Le lien entre la résurrection du vivant de Jésus et la résurrection de la mort était tel que l'on pouvait être tenté de penser que Jésus n'était pas réellement mort mais n'avait fait que passer d'un statut à l'autre. Les pèlerins qui venaient à Jérusalem pour les fêtes ont très vite été tentés par le « docétisme », la gnose d'un ressuscité supraterrestre, dont l'Incarnation et la mort n'auraient été qu'une enveloppe passagère (1 Jn 1,7-10; 2 Jn 4). Ils auront toujours à se replonger dans le mystère de cette mort. C'est pourquoi ils sont venus très tôt en pèlerinage au tombeau. Voir la pierre qui a été roulée. La pierre était considérée en ce temps-là comme la frontière du Shéol (enfers). La conclusion s'imposait: il est vraiment mort et les trois jours, nécessaires au constat de décès, le confirment (Mt 28,1-8; Mc 16,1-8; Lc 24,1-11 ; Jn 20,1). La résurrection est vraiment une résurrection d'entre les morts et le séjour derrière la pierre qui a roulé, une descente aux enfers. Les Évangiles témoignent: « Pèlerins, venez voir le tombeau et la pierre, c'est là que Jésus a été enterré après être réellement passé par la mort ».
Des apparitions ont été vues par les croyants. « Ôphte/il a été rendu visible » est l'expression la plus fréquente de ces apparitions. Parfois, même si les expressions contrastées mentionnées plus haut (pareil/différent; fantomatique/mangeant) laissent place au mystère, les évangélistes insistent sur le caractère bien réel des apparitions. Ainsi Thomas manquant une première rencontre, fait-il part de son incrédulité. Quand Jésus revient, il peut mettre ses doigts dans les trous des clous (Jn 20,19-29). Ces apparitions sont bien réelles. Simon, après une pêche miraculeuse, est rétabli devant les apôtres dans sa vocation de « Pierre/roc » sur lequel est fondé l'Église par le Ressuscité. Il lui dit: « Pais mes brebis! » (Jn 21.) Sans cette remise en selle par le Ressuscité, on ne comprendrait pas que le renégat ait pu devenir le chef des croyants. Ce ne fut d'ailleurs pas facile pour l'Église de Jean.
Paul est rencontré au chemin de Damas. Quatre recensions racontent l'événement: « il voit une lumière » (Ac 9,3), « tous la voient » (22,9; 26,13), « il tombe à terre » [tous tombent 26,14] « et il entend une voix qui s'adresse à lui » [et non à ses compagnons 22,9], « ses compagnons la perçoivent sans voir personne » (9,7). « Il est ravi jusqu'au troisième ciel, est-ce dans son corps ou hors de son corps... il est ravi jusqu'au paradis et entend des paroles ineffables » (2 Co 12,2s). « Il se relève aveugle » (Ac 9,3-8). De même que Paul ne parvient pas à cerner ce qui lui est arrivé, Pierre, délivré de sa prison, croit lui aussi rêver. Mais, conduit hors les murs de la ville, il sait qu'il n'a pas rêvé (Ac 12,6-11).
◆ ◆ ◆ ◆ ◆
Consigne:
Relevez toutes les références bibliques placées entre parenthèses dans le premier paragraphe du passage sur la résurrection. Les données ne jouent aucun rôle dans ce travail.

Extrait des données:
◆ ◆ ◆ ◆ ◆
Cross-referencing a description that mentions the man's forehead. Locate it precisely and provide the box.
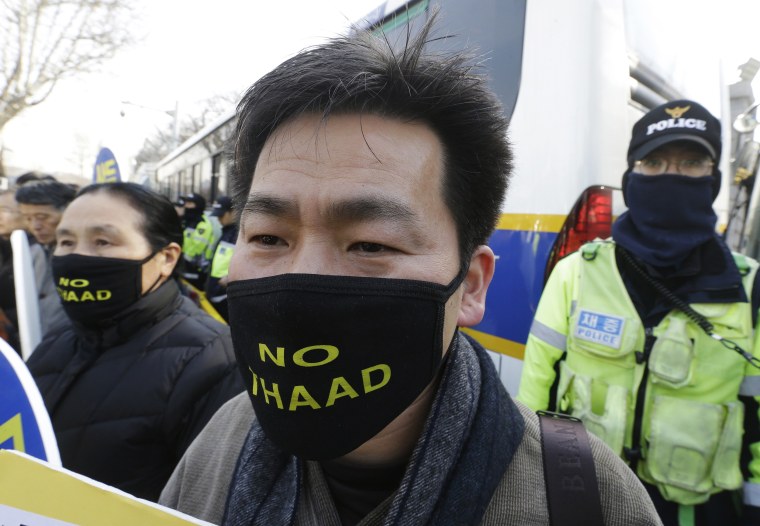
[18,203,59,214]
[257,113,442,168]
◆ ◆ ◆ ◆ ◆
Réponse:
1 Jn 1,7-10 ; 2 Jn 4 ; Mt 28,1-8 ; Mc 16,1-8 ; Lc 24,1-11 ; Jn 20,1